#### DATA ENTRIES ####

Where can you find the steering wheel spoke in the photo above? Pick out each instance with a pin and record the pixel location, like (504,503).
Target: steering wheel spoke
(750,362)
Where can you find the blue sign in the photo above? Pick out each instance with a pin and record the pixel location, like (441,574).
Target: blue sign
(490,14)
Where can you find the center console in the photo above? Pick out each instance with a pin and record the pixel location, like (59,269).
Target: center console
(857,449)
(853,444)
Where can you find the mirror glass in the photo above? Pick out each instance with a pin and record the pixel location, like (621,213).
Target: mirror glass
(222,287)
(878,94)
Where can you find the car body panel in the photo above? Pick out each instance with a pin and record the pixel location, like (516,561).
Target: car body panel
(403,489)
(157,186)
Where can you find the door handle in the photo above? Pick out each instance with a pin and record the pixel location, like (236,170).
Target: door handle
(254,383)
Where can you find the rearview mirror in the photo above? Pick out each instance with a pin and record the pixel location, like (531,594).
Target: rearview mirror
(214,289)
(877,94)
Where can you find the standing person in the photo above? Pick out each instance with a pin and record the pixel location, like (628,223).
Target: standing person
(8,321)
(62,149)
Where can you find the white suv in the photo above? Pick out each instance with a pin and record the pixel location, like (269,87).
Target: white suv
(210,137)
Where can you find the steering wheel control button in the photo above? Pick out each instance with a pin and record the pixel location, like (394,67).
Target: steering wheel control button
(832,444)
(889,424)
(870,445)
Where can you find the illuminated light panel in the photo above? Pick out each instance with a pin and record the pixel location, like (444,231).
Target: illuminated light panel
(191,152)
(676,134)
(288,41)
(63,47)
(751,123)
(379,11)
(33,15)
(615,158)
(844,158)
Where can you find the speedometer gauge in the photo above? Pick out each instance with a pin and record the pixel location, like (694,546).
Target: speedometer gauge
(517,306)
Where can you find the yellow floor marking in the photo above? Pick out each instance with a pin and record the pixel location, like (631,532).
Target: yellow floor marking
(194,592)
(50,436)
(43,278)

####

PROBLEM STATEMENT:
Every line above needs to be retyped exactly.

EXERCISE RESPONSE:
Where can you find the steering wheel spoke in the photo above? Pick out each instance with a pin and record the pixel location, like (504,503).
Target: steering wheel spoke
(750,362)
Where can you find the blue sign in the photo above? Pick out each instance with a pin and record the pixel location, like (441,574).
Target: blue sign
(490,14)
Where can you find the center console in the photo above? Pick out each instance with a pin and record the pixel location, like (59,269).
Target: center console
(857,449)
(853,444)
Where can you find the mirror glass in the photo above? Pick out each instance with a pin and record the pixel location, like (621,213).
Target: mirror glass
(222,287)
(878,94)
Where can you find the car body panel in the photo above? Pick out each instance with a pin and record the pixel location, like (516,561).
Target: car body panel
(403,489)
(157,186)
Where can you find the door handle in the photo above? Pick out each instance with a pin and record the pixel location, like (236,170).
Target: door handle
(254,383)
Where can you find the rearview mirror in the photo above? Pick out each instance with a pin and record the pixel location, like (531,594).
Target: rearview mirror
(214,289)
(877,94)
Where can you find the standing person in the photo above? Pick out each instance with a pin and record the pixel location, like (628,223).
Target: standing person
(8,321)
(62,149)
Where can you find the white suv in the photo above? Pick out each instance with a pin and record the pixel location, like (269,87).
Target: white suv
(210,137)
Where can you find the steering wheel control button in the photo above? Pick out each instance with a pin and record the pixel location, like (394,67).
Target: steering wheel control button
(832,444)
(889,424)
(870,445)
Where can you find the illuminated light panel in the photo above? Pick out each instance with a pin and record the pixel location, like (444,231).
Target: illuminated light panel
(191,152)
(676,134)
(288,41)
(63,47)
(751,123)
(379,11)
(33,15)
(615,158)
(844,158)
Where can you find the speedometer gauge in the photo above? Pick out each instance with a pin and record the pixel location, like (694,546).
Target: speedometer gauge
(517,306)
Where can you find the yellow floor marking in the photo above? Pick out each instance with a pin and record the pixel location, like (631,532).
Target: yellow floor marking
(194,592)
(50,436)
(43,278)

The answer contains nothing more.